Saved entries:
·····
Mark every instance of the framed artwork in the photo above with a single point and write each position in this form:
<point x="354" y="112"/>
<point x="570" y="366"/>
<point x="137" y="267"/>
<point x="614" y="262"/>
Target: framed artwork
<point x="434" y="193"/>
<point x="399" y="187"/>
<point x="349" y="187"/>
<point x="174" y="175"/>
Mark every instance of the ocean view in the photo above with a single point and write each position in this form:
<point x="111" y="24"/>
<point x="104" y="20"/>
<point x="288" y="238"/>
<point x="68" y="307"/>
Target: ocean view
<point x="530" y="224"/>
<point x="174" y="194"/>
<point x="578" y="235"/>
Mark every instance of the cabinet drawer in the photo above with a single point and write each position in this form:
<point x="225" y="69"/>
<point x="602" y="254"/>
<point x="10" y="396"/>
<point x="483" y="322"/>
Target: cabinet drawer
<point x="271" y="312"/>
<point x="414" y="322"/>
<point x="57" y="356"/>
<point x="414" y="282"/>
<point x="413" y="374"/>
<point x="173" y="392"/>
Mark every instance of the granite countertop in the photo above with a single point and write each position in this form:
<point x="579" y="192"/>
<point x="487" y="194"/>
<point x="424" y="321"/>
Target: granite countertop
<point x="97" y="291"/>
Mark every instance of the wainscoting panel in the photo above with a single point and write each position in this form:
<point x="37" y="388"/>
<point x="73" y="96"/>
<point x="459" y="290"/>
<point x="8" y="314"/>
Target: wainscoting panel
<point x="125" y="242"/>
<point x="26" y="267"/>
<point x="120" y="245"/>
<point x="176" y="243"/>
·····
**Description of the task**
Reproduce the entries above without any change, beginning at the line that contains "Mark every instance of the granite" and continuing through the final line of the entries.

**Response to the task**
Mark every instance of the granite countertop in the photo above with a single point and write each position in this form:
<point x="579" y="192"/>
<point x="487" y="194"/>
<point x="424" y="321"/>
Target: granite countertop
<point x="97" y="291"/>
Mark every instance of the wainscoting panel in the photo above with a single point and write each position in this form:
<point x="37" y="388"/>
<point x="73" y="96"/>
<point x="459" y="290"/>
<point x="8" y="314"/>
Target: wainscoting panel
<point x="125" y="242"/>
<point x="26" y="267"/>
<point x="120" y="245"/>
<point x="176" y="243"/>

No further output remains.